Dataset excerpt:
start

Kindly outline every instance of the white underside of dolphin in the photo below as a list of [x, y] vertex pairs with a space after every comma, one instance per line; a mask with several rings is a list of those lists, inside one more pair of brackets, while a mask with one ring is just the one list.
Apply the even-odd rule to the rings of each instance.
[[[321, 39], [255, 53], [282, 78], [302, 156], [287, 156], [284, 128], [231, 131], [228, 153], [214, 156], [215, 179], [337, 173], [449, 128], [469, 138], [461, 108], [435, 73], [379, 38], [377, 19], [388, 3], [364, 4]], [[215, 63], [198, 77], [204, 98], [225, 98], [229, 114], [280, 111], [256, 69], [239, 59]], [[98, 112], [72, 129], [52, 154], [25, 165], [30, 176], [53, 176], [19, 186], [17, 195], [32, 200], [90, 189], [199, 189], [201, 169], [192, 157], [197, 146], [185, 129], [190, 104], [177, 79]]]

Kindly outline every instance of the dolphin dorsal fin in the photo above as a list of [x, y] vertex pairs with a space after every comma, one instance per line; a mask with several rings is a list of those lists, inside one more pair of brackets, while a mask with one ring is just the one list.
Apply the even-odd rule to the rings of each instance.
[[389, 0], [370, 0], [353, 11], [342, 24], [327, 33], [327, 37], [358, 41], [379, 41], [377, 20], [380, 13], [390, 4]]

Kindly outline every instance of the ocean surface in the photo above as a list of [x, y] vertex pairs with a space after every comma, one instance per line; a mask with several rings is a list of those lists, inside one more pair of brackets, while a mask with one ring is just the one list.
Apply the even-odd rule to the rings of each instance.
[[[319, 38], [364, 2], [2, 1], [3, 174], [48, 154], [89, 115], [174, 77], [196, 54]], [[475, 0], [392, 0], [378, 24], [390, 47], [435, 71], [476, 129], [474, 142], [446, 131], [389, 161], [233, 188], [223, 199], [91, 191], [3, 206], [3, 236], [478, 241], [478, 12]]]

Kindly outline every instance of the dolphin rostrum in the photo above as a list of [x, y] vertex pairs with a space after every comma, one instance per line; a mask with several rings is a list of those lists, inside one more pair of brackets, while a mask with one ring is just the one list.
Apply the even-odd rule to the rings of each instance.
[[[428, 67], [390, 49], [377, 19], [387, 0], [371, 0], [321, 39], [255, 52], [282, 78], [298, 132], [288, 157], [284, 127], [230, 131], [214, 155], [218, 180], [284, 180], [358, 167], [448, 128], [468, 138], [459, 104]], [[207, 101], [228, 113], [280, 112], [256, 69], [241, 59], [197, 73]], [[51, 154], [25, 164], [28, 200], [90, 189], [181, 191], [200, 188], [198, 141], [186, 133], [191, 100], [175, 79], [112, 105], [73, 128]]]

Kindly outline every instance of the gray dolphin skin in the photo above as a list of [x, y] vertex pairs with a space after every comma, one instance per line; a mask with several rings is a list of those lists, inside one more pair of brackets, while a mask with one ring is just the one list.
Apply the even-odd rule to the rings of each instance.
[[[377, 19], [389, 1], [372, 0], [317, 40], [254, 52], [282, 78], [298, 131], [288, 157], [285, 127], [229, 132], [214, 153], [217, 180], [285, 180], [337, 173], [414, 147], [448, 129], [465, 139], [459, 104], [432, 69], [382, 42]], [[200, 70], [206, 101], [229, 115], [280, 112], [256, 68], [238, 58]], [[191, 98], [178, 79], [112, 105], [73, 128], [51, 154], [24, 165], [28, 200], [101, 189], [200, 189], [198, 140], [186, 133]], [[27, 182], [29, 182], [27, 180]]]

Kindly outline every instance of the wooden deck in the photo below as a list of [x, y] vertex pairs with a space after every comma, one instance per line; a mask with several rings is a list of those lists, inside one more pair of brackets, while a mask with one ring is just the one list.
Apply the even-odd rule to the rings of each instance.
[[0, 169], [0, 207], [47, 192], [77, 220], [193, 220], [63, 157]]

end

Rewrite the records above, changing "vertex pairs" to "coordinate pairs" wherever it occurs and leaving everything else as it is.

Kindly outline every instance of the white underside of dolphin in the photo below as a list of [x, y] coordinate pairs with a space after every comma, one instance per line; a mask with several rings is a list of those lists, inside one more pair of brackets, while a mask with one ring is just the one list.
Apply the even-odd rule to the rings of each instance.
[[[321, 39], [255, 53], [282, 78], [302, 156], [287, 156], [284, 128], [231, 131], [228, 153], [214, 156], [215, 179], [337, 173], [449, 128], [469, 138], [461, 108], [435, 73], [379, 38], [377, 19], [388, 3], [364, 4]], [[215, 63], [198, 77], [204, 98], [225, 98], [229, 114], [280, 111], [256, 69], [239, 59]], [[98, 112], [72, 129], [52, 154], [25, 165], [30, 176], [53, 176], [19, 186], [17, 195], [32, 200], [90, 189], [199, 189], [201, 169], [192, 157], [197, 146], [185, 129], [190, 104], [177, 79]]]

Kindly outline every instance of the dolphin dorsal fin in the photo above as a list of [x, y] coordinate pairs with a space after every comma, one instance per line; a mask with several rings is a list of those lists, inside one more pair of brackets, while a mask with one ring is just the one list.
Apply the even-odd rule to the rings of each instance.
[[389, 0], [370, 0], [353, 11], [342, 24], [327, 33], [327, 37], [358, 41], [379, 41], [377, 20], [380, 13], [390, 4]]

Kindly outline every instance of the ocean surface in the photo above as a list of [x, y] coordinate pairs with a space after every comma, one instance per line; a mask with several rings is a list of those lists, inside one more pair of brackets, while a mask with one ring is just the one list.
Apply the even-odd rule to the rings of each instance.
[[[319, 38], [364, 2], [2, 1], [3, 174], [48, 154], [89, 115], [174, 77], [196, 54]], [[475, 0], [392, 0], [378, 24], [390, 47], [435, 71], [476, 129], [474, 142], [446, 131], [389, 161], [233, 188], [223, 199], [91, 191], [3, 206], [3, 236], [478, 241], [478, 12]]]

Kindly outline every instance of the dolphin rostrum in the photo above as a list of [x, y] coordinate pairs with a space after every comma, one instance per line; a mask with several rings is a list of those lists, inside one more pair of brackets, while a mask with one ring is just the one list.
Apply the even-odd rule to the rings of each instance.
[[[428, 67], [390, 49], [377, 19], [387, 0], [371, 0], [321, 39], [255, 52], [282, 78], [298, 132], [288, 157], [284, 127], [230, 131], [214, 155], [218, 180], [284, 180], [358, 167], [448, 128], [468, 138], [459, 104]], [[207, 101], [228, 113], [280, 112], [256, 69], [241, 59], [197, 73]], [[51, 154], [25, 164], [28, 200], [90, 189], [181, 191], [200, 188], [198, 141], [186, 133], [191, 100], [175, 79], [112, 105], [73, 128]]]

Kindly outline every instance of the gray dolphin skin in the photo above as a list of [x, y] coordinate pairs with a space after every comma, one instance per line; a mask with several rings is a list of those lists, inside one more pair of brackets, while a mask with one ring is just the one list.
Apply the even-odd rule to the rings of each instance.
[[[377, 19], [389, 1], [372, 0], [317, 40], [254, 52], [282, 78], [298, 131], [288, 157], [285, 127], [229, 132], [214, 153], [217, 180], [285, 180], [337, 173], [414, 147], [448, 129], [465, 139], [459, 104], [432, 69], [382, 42]], [[200, 70], [206, 101], [229, 115], [280, 112], [256, 68], [238, 58]], [[191, 98], [178, 79], [112, 105], [73, 128], [51, 154], [24, 165], [28, 200], [101, 189], [200, 189], [198, 140], [186, 133]], [[27, 182], [29, 182], [27, 180]]]

Kindly outline every instance of the wooden deck in the photo below as a list of [x, y] coordinate pairs with a space after every comma, one instance per line; a mask with several rings is a list of those lists, inside one more pair of brackets, while a mask with one ring is just the one list.
Apply the even-odd rule to the rings of each instance.
[[0, 169], [0, 207], [47, 192], [77, 220], [193, 220], [63, 157]]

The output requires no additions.